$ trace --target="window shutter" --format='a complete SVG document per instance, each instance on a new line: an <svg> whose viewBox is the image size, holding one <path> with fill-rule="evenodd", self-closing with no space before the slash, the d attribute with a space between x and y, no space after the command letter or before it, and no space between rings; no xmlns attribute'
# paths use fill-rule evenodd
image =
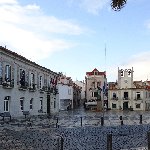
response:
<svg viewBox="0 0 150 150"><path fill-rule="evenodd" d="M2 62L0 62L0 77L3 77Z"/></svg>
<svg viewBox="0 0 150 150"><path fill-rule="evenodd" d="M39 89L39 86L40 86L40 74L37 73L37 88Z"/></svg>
____
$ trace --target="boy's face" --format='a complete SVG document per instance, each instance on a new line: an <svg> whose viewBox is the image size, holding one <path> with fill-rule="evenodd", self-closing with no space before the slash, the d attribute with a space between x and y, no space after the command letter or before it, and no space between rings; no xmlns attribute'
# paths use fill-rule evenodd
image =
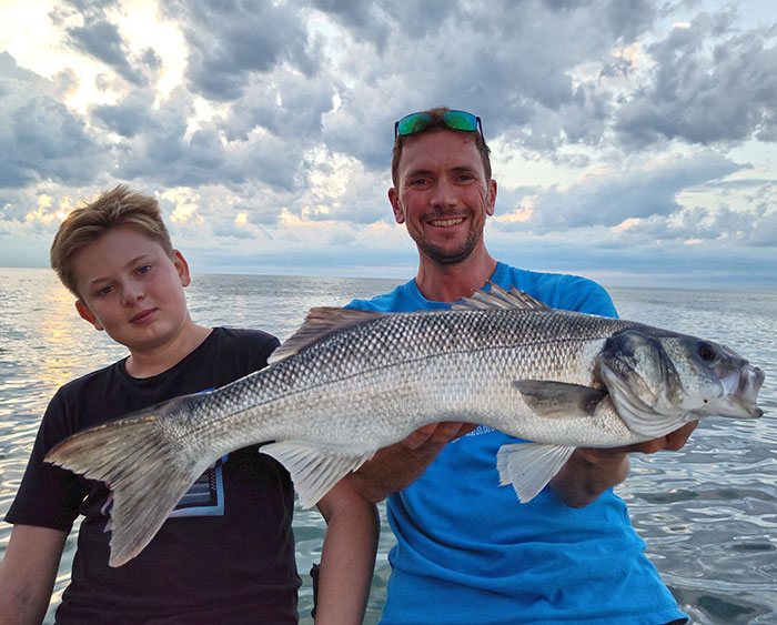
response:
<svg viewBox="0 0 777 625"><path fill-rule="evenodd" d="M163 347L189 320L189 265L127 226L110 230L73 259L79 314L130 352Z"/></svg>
____
* [THE REQUEST]: Select every line of the items that contains the string "viewBox", treating uppercase and lowercase as different.

* [COMPLETE RESPONSE]:
$ trace --target="window shutter" --format='a complete SVG document per instance, each instance on a new line: an <svg> whose viewBox is the image size, holding one <path> with fill-rule="evenodd", self-closing with no space before the slash, the d attribute with a space between x and y, no space after the command letter or before it, and no space between rings; no xmlns attribute'
<svg viewBox="0 0 150 150"><path fill-rule="evenodd" d="M2 62L0 62L0 77L3 77Z"/></svg>
<svg viewBox="0 0 150 150"><path fill-rule="evenodd" d="M39 89L39 86L40 86L40 74L37 73L37 88Z"/></svg>
$ trace --target="boy's face" --format='a complete SVG document per instance, each instance on a new line: an <svg> whose viewBox is the image size, holding one <path> with fill-rule="evenodd", self-closing with no space before the slash, the d attribute with a space between x and y, no space after the command letter or before it, and no space between rings; no xmlns attribute'
<svg viewBox="0 0 777 625"><path fill-rule="evenodd" d="M163 347L189 320L189 265L127 226L110 230L73 259L79 314L130 352Z"/></svg>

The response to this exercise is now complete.